##### DATASET ENTRIES

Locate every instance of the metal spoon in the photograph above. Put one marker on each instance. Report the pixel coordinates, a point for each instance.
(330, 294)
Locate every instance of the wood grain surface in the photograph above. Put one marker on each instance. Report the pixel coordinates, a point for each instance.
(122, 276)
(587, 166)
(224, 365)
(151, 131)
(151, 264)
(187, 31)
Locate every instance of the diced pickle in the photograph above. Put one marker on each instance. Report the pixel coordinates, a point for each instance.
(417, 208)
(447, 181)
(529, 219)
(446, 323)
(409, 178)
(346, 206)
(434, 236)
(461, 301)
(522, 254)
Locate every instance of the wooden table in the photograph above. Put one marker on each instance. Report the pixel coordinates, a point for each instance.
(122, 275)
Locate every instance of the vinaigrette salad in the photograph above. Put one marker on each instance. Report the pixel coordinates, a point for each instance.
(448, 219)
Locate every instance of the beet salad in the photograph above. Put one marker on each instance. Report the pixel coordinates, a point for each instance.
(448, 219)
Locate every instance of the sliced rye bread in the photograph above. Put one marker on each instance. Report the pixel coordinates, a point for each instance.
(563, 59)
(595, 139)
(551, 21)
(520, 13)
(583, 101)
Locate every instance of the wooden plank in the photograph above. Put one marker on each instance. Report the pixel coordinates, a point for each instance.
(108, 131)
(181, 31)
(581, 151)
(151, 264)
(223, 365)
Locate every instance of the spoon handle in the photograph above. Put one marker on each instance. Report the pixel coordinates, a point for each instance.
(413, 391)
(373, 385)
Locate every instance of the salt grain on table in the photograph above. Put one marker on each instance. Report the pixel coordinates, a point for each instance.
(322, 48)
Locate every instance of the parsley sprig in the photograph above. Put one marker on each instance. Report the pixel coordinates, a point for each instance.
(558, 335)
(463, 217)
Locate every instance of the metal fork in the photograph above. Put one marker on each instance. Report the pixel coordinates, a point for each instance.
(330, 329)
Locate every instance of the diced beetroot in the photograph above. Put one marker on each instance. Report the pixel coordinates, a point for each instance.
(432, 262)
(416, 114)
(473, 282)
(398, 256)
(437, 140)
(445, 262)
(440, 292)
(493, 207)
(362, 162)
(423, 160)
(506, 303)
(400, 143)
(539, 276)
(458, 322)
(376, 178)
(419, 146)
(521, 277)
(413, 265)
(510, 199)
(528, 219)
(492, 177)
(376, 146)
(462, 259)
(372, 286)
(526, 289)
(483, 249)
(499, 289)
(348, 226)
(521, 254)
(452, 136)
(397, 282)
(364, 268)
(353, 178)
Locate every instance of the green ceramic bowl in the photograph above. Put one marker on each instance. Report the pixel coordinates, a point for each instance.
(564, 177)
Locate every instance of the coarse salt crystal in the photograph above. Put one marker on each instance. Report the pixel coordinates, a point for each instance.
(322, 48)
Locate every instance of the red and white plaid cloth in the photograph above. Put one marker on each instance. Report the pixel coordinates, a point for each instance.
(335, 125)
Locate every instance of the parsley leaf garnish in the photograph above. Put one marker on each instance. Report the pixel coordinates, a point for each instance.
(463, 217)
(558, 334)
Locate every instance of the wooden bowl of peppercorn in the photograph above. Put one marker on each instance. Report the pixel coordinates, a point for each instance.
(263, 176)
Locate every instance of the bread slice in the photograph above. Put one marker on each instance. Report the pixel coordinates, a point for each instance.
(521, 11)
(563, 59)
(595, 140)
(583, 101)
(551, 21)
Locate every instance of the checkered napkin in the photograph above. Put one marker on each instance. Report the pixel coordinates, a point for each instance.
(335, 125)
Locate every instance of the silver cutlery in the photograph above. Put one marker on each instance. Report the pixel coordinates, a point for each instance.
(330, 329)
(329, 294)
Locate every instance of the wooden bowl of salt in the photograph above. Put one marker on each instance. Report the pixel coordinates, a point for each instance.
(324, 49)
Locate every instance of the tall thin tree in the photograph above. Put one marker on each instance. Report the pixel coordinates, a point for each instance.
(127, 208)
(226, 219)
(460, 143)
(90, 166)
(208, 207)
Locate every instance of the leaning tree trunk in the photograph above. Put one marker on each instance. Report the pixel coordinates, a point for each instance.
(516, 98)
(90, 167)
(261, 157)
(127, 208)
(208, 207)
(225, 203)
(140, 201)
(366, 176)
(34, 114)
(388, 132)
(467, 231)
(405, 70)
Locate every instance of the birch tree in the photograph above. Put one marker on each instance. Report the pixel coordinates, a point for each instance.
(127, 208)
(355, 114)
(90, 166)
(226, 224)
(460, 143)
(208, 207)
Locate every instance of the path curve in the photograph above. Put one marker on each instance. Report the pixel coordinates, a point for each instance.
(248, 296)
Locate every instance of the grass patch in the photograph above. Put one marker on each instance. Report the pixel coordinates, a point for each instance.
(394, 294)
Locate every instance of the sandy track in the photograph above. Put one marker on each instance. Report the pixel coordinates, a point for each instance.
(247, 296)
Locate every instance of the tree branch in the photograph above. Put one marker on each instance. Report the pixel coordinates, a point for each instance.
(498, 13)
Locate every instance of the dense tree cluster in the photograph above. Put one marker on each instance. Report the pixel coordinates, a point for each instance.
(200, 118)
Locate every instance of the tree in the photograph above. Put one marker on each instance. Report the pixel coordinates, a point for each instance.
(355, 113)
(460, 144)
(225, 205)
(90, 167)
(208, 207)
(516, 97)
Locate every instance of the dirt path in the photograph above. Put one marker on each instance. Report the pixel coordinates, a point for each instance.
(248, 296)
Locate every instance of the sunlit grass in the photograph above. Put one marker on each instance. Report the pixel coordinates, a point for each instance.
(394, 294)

##########

WHAT YOU ARE ASKED TO DO -> Word for word, write out each entry shown above.

SOLUTION TO THE EXERCISE ->
Locate every instance of the metal spoon in the photograph above. Put one marker on each instance. Report the pixel coordinates, a point for each instance.
(330, 294)
Locate every instance of the wood grain surface in the photograph above. Put one marker on each instance. Report the pixel coordinates, a point for each instance.
(122, 276)
(587, 166)
(224, 365)
(151, 131)
(151, 264)
(187, 31)
Locate every instance of the diced pickle in the photograph above. Put one marker on each instance. Report the pixel coordinates, a point for each instance.
(417, 208)
(447, 181)
(529, 219)
(446, 323)
(409, 178)
(346, 206)
(434, 236)
(461, 301)
(522, 254)
Locate every instance of the wooden table in the photograph above. Put one marker on each instance. Report the pixel coordinates, a point for each instance.
(122, 275)
Locate every instance of the vinaigrette salad in the photograph above. Put one marker on each instance. Report the pixel coordinates, a point for each instance.
(448, 219)
Locate every instance of the beet salad in the photograph above. Put one marker on each instance. Report the pixel coordinates, a point for each instance.
(448, 219)
Locate every instance of the sliced rye bread in the photograph above. Put one marker on each instance. Report the pixel coordinates, a point for each instance.
(563, 59)
(595, 139)
(551, 21)
(520, 13)
(583, 101)
Locate every instance of the wooden plank in the photograph above. Put one marker on each instance. Report the pixel coordinates, a point for each instance.
(108, 131)
(181, 31)
(581, 151)
(151, 264)
(223, 365)
Locate every instance of the spoon handle in the photograph above. Put one marker on each instance. Report the pixel coordinates, a point for each instance.
(413, 391)
(373, 385)
Locate every instance of the salt grain on table in the photograph above. Put one marker on each instance. Report the pixel coordinates, a point for each instance.
(322, 48)
Locate every instance of the parsley sprig in the photograph above. Put one marker on each instance. Report the pixel coordinates, a point for each instance.
(558, 335)
(463, 217)
Locate every instance of the metal fork in the photograph above. Put one marker on each instance. Report the pixel coordinates, a point for each instance.
(330, 329)
Locate every instance of the diced beetroot in the photograph above. Put one marker on each instance. Report the pixel coordinates, a point for each instance.
(432, 262)
(416, 114)
(473, 282)
(398, 256)
(437, 140)
(445, 262)
(440, 292)
(493, 207)
(362, 162)
(423, 160)
(506, 303)
(400, 143)
(539, 276)
(458, 322)
(376, 178)
(419, 146)
(521, 277)
(413, 265)
(510, 199)
(528, 219)
(492, 177)
(376, 146)
(462, 259)
(372, 286)
(526, 289)
(483, 249)
(499, 289)
(348, 226)
(521, 254)
(452, 136)
(397, 282)
(364, 268)
(353, 178)
Locate every instance of the green ceramic bowl in the photograph above. Put one marker on each instance. Report the pixel coordinates, a point for each instance.
(564, 177)
Locate every instance of the coarse salt crystal in the photograph above. Put one marker on each instance. Report the pixel coordinates, a point for each instance.
(322, 48)
Locate every instance of the red and white plaid cloth in the photograph above. Put one marker on each instance. Report the pixel coordinates, a point for each instance.
(335, 125)
Locate every instance of the parsley leaf garnish in the photograph above. Put one marker on each instance. Report the pixel coordinates, a point for each instance.
(463, 217)
(558, 334)
Locate every instance of the wooden bowl of peppercorn in the photograph above. Put one marker on each instance. Report the pixel coordinates, a point for each instance.
(263, 176)
Locate every instance of the bread slice in the photograph above. Put one marker on each instance. Report the pixel coordinates, a point for each instance.
(521, 11)
(563, 59)
(595, 140)
(583, 101)
(551, 21)
Locate every instance of the checkered napkin in the photograph above. Put one marker on each instance. Report the pixel coordinates, a point for each instance.
(335, 125)
Locate every instance of the silver cutlery in the photograph above. Put one marker on each instance. Report the pixel coordinates, a point for each instance.
(330, 329)
(329, 294)
Locate every instance of the wooden bowl of salt in the photograph above. Put one marker on each instance. Report the pixel coordinates, a point for each instance.
(324, 49)
Locate every instance of the tall thin tree in the photograph above. Put one marker on each instance. Report the pixel coordinates, a point for each instance.
(127, 208)
(226, 219)
(460, 143)
(90, 166)
(208, 207)
Locate every instance of the leaning tree trunk in the photograph above. Put one marker on each instance. Report the pixel coordinates, a point for each instance.
(516, 98)
(90, 167)
(261, 157)
(127, 208)
(208, 207)
(225, 203)
(140, 201)
(366, 176)
(34, 114)
(388, 132)
(467, 231)
(405, 70)
Locate every instance of the birch tree in the photograph above. Put one marker on each instance. Report the pixel coordinates, a point for each instance.
(127, 208)
(355, 114)
(90, 166)
(226, 224)
(460, 143)
(208, 207)
Locate every instance of the path curve in the photograph above. Put one marker on each instance. Report the pixel coordinates, a point for each instance.
(248, 296)
Locate every instance of the grass patch in the photograph above. Put one marker on each instance. Report the pixel coordinates, a point for each instance.
(394, 294)
Locate every instance of the sandy track in the photograph above. Put one marker on each instance. Report the pixel coordinates, a point for each instance.
(247, 296)
Locate every instance of the tree branch in the photograph above. Put one marker on each instance. Report the pixel coordinates, a point for each instance.
(498, 13)
Locate every instance of the dense tree cluster in the photograph above. Put one marker on each instance. Report the pixel coordinates, a point for each instance.
(200, 118)
Locate every instance of the tree in the photograph above. Put one marker on each instance. Report the pixel coordinates, a point for each instance.
(355, 113)
(460, 144)
(225, 205)
(90, 167)
(208, 207)
(516, 97)
Locate every instance of the dirt path in the photograph above. Put one marker on each instance. Report the pixel coordinates, a point for each instance.
(248, 296)
Locate every instance of the sunlit grass in the photograph above. Put one marker on each instance. Report the pixel coordinates, a point for each instance.
(394, 294)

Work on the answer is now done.